* DESCRIPTION OF THE TASK
Tally the lines of the records below that contain the string "chipmunk", and give only the resulting number.

Rows from a box-labeling dataset:

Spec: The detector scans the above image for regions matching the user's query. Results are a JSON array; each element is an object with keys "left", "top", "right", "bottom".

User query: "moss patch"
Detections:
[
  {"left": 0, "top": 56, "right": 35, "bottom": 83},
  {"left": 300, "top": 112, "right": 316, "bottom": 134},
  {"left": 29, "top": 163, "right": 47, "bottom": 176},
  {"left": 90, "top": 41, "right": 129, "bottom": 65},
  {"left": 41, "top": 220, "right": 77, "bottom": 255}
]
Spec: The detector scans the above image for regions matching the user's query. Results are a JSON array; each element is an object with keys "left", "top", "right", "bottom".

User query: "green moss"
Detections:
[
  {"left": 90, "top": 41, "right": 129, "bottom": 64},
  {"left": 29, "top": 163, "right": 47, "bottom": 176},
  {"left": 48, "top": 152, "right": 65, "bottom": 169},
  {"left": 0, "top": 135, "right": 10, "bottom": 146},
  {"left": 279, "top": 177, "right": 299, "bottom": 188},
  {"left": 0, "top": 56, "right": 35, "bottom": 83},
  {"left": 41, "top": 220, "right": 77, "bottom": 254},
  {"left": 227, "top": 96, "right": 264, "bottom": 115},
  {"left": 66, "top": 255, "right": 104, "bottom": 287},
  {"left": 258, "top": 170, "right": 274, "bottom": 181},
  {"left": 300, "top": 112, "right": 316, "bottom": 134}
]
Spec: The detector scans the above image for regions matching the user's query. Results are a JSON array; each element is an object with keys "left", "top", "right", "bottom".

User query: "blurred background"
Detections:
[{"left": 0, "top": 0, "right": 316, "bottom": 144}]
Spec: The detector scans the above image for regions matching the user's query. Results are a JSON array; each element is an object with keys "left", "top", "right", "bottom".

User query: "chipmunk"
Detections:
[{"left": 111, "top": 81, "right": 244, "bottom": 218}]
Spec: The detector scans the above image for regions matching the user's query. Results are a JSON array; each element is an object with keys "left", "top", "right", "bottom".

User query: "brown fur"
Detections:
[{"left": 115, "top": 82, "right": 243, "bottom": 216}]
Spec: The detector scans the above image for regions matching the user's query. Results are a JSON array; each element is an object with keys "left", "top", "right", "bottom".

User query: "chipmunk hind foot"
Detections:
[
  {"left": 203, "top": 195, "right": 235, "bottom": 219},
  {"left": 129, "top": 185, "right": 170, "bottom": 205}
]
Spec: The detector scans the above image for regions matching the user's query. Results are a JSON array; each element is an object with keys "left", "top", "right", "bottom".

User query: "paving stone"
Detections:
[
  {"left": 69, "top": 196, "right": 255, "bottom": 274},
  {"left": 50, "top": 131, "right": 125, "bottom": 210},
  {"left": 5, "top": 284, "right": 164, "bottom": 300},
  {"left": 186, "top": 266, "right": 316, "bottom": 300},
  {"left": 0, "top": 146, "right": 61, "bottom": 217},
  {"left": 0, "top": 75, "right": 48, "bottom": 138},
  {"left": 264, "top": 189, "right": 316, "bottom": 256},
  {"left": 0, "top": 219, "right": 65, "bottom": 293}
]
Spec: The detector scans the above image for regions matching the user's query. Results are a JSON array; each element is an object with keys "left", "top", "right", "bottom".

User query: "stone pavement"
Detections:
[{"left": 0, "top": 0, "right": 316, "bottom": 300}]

* RESPONSE BELOW
2